Task prompt — Restate word for word the lines in the listing below, starting at the line containing "Target: denim pocket flap" and ending at the line containing "[ ] locate the man's face", both included; leave out the rest.
▬▬▬
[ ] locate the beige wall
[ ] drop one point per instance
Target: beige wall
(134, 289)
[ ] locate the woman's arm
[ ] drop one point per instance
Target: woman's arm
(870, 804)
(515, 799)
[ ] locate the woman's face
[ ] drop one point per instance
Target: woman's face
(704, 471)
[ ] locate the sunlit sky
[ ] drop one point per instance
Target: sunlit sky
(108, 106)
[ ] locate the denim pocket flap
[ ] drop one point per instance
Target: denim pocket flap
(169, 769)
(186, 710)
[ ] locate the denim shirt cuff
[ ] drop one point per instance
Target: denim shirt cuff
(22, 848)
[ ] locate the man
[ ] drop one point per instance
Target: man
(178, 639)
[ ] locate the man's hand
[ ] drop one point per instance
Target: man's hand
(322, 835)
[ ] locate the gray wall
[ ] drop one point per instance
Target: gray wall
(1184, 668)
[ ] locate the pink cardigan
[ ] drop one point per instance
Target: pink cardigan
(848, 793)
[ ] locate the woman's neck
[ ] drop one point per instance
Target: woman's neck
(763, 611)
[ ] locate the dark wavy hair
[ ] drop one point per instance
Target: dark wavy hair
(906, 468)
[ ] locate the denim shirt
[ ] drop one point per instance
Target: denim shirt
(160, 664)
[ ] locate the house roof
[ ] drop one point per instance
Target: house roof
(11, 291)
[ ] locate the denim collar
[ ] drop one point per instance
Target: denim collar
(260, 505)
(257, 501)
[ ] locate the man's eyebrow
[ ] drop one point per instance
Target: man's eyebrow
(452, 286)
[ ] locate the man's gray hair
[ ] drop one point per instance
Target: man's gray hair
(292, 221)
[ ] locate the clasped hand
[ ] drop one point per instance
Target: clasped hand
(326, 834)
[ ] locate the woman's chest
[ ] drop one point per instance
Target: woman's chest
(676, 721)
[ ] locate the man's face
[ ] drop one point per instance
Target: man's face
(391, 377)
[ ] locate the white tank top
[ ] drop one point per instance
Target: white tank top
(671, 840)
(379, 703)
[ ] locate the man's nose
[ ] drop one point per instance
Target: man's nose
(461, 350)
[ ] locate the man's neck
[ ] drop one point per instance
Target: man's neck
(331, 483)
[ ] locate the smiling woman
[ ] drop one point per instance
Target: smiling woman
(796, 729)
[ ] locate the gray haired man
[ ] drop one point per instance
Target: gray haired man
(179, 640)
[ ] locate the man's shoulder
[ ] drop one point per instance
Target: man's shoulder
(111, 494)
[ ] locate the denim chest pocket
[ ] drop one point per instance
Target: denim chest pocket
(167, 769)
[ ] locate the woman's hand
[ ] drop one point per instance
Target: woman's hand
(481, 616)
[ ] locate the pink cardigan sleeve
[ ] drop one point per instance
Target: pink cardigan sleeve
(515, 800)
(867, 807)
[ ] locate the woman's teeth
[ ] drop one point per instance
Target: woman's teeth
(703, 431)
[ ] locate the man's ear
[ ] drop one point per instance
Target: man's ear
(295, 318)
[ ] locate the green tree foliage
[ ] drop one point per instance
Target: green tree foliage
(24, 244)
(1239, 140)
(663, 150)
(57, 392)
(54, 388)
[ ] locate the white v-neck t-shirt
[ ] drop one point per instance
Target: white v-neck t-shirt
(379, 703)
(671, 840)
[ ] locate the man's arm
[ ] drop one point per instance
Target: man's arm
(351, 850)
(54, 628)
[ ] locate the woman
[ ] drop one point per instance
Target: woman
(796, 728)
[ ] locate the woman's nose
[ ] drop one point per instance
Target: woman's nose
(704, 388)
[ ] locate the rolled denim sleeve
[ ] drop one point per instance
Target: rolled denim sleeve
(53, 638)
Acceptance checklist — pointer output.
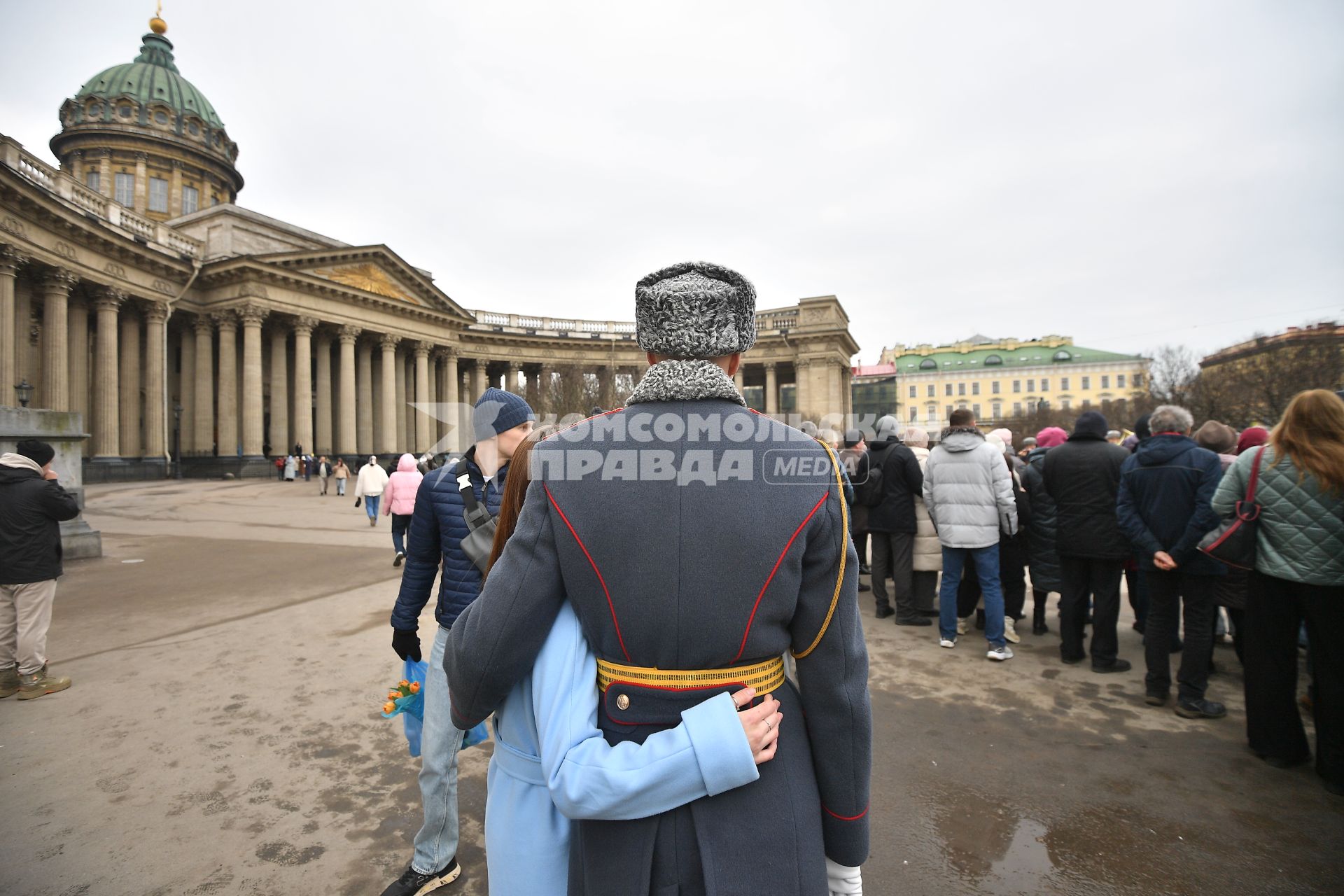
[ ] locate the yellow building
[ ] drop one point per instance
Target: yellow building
▬▬▬
Your solution —
Target: denim pocket flap
(169, 769)
(186, 710)
[ ] locate the denim shirt cuff
[ ] drop one point per instance
Target: denim shirt cuff
(22, 848)
[ ] locate the man
[ ] drop one point per instance
Target: man
(178, 639)
[ ] locate the man's hand
[ ] drop one point per instance
Target: man's hand
(322, 835)
[ ] locate the gray wall
[ ] drop one point per instance
Target: gray wall
(1184, 668)
[ ] locate the pink cardigan
[ ] drop one point per instance
Target: pink cardigan
(848, 793)
[ ] locate the woman's neck
[ ] drop one point per instance
Target: woman's neck
(763, 611)
[ ] locate the dark wavy hair
[ ] drop one point per instance
Target: dark wavy hair
(906, 468)
[ ] locate the denim shirt
[ ] drop one point per instance
Target: denim shirt
(160, 664)
[ ] locate the house roof
[ ] drop one point per instance
Target: house roof
(11, 291)
[ ] locate the denim collar
[ ] drop one point per instance
Target: denim collar
(260, 505)
(257, 501)
[ ] locate the man's eyebrow
[ ] drop one point per instance
Target: man's eyebrow
(452, 286)
[ ] locate the man's gray hair
[ ] drop one point per instance
Target: man's gray hair
(292, 221)
[ ] locate the clasped hand
[ ] drop one point per instance
Target: clasped hand
(326, 834)
[ ] locate the woman's chest
[ ] drop one point per instance
Target: woman's chest
(676, 721)
[ ] locate the man's face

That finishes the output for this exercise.